WHAT THE TASK REQUIRES >> The result should consist solely of the line containing "label the water" and the lines that follow it below, each reproduced exactly, the last line included.
** Opening DATA FOR PROCESSING block **
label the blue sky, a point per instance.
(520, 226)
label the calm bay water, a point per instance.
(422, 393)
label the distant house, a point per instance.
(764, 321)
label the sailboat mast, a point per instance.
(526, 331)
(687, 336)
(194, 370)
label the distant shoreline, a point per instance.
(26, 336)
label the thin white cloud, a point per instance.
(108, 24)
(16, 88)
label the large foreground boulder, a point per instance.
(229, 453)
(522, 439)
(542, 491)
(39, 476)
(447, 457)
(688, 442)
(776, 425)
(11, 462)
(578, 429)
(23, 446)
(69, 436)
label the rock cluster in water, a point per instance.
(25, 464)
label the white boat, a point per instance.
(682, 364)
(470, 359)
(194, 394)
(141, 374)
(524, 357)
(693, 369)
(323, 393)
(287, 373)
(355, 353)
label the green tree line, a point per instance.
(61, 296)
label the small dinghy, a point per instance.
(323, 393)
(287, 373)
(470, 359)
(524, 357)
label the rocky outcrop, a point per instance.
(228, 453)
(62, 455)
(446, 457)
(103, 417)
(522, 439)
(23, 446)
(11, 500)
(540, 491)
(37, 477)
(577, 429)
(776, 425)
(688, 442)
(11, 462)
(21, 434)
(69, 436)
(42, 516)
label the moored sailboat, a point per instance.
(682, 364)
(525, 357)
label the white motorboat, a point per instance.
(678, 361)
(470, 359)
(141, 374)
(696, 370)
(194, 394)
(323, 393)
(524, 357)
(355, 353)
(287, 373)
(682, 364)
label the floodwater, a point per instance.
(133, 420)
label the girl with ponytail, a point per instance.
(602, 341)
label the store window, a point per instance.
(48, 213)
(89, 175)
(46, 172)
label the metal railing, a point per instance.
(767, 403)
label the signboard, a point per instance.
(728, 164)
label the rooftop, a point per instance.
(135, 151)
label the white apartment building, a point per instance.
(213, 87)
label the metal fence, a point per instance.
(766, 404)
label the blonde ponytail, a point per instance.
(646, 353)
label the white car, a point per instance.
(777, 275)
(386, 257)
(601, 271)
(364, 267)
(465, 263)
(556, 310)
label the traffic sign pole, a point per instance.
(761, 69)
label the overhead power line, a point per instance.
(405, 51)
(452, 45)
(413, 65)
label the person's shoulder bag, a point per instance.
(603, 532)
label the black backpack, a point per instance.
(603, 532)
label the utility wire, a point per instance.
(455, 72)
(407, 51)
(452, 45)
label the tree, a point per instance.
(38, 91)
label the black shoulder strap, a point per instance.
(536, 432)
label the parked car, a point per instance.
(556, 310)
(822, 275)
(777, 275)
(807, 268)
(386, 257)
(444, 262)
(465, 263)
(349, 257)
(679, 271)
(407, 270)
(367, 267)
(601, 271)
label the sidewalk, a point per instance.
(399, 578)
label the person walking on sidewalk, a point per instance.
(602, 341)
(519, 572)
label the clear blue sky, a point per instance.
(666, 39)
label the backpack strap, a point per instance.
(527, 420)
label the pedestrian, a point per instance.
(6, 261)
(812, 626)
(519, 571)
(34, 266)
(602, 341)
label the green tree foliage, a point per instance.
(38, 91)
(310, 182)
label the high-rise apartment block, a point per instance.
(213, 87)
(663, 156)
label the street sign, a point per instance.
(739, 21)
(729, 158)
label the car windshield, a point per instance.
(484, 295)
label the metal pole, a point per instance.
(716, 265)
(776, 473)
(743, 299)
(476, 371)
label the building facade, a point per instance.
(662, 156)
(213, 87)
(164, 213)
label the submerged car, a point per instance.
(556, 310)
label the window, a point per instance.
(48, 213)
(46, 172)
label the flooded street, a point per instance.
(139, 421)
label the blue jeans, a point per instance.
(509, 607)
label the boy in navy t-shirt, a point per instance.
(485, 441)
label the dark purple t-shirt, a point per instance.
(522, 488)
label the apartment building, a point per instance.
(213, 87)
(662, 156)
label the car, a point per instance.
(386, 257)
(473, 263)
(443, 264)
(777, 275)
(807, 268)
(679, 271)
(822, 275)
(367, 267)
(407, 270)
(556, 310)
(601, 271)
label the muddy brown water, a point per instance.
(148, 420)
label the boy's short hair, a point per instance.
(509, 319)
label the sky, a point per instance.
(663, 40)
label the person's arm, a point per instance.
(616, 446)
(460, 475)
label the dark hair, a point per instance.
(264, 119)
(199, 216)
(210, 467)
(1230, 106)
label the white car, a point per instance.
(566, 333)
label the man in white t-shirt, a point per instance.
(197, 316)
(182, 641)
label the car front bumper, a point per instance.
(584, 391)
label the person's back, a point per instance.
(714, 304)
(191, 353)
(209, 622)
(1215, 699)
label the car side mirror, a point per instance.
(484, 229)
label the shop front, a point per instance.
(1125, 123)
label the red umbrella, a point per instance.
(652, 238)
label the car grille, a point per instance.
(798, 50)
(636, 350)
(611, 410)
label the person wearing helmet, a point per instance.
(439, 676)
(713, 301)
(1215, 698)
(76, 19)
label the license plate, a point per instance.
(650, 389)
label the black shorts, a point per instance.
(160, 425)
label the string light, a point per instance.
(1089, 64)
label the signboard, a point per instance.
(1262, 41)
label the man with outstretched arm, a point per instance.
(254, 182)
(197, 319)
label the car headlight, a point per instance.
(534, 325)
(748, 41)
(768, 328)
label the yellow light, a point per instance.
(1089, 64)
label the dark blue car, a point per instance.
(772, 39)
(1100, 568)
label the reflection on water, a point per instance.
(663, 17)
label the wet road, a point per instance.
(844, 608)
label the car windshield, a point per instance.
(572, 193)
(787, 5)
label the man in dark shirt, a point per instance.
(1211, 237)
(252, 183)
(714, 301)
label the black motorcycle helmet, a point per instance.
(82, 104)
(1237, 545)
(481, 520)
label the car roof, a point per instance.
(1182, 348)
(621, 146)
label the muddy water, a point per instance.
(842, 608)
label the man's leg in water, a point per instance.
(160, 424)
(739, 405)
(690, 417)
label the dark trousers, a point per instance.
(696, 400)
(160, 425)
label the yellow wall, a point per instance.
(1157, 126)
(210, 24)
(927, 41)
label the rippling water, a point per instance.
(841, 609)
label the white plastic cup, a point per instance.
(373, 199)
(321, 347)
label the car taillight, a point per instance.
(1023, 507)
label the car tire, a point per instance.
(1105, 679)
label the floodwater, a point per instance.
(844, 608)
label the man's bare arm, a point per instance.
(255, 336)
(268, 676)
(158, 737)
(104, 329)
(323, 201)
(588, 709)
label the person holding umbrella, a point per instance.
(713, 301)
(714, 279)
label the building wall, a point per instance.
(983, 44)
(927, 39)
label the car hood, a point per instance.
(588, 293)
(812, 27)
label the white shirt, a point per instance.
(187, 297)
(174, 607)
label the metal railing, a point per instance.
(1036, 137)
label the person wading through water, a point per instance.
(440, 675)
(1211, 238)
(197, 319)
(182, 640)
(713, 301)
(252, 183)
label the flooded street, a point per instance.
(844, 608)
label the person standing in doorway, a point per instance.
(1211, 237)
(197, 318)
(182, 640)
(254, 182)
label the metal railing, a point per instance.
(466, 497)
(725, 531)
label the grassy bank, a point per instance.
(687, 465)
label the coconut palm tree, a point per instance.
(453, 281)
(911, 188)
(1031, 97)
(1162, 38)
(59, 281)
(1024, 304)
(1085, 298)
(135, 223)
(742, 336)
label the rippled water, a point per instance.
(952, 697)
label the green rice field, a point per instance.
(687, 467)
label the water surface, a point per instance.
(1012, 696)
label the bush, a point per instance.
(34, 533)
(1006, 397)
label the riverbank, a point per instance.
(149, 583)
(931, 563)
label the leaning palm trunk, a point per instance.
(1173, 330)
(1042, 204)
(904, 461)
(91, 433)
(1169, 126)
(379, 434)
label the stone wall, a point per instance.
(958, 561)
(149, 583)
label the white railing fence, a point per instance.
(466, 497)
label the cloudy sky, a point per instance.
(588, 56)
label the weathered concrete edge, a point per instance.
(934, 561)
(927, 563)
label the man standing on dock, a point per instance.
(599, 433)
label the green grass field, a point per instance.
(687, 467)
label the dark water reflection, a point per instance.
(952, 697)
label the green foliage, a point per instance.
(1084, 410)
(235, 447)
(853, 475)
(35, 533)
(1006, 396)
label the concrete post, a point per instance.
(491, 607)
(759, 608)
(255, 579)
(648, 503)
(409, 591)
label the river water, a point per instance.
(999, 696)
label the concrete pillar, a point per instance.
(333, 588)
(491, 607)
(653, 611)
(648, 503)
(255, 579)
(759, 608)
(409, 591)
** Closing DATA FOR PROCESSING block **
ANSWER SECTION >>
label the water surface, a point per instance.
(1012, 696)
label the bush, a point per instance.
(34, 533)
(1006, 397)
label the riverbank, a point per instance.
(149, 583)
(931, 563)
label the leaning palm trunk, a point per instance.
(1173, 330)
(1042, 204)
(904, 461)
(91, 433)
(1169, 126)
(379, 434)
label the stone wall, a point per instance.
(958, 561)
(149, 583)
label the white railing fence, a point per instance.
(466, 497)
label the cloudy sky, a point per instance.
(588, 56)
label the weathered concrete edge, a point per instance.
(934, 561)
(927, 563)
label the man standing on dock, a point per instance.
(599, 433)
label the green grass field, a point per instance.
(687, 467)
label the dark water reflection, a point per instance.
(952, 697)
label the green foliage, a point per instance.
(1084, 410)
(235, 447)
(853, 475)
(35, 533)
(1006, 396)
label the concrete post, a point per instance.
(491, 607)
(759, 608)
(255, 579)
(648, 503)
(409, 591)
label the river water, a point per instance.
(999, 696)
label the concrete pillar, a point per instance.
(333, 588)
(491, 607)
(653, 611)
(648, 503)
(255, 579)
(759, 608)
(409, 591)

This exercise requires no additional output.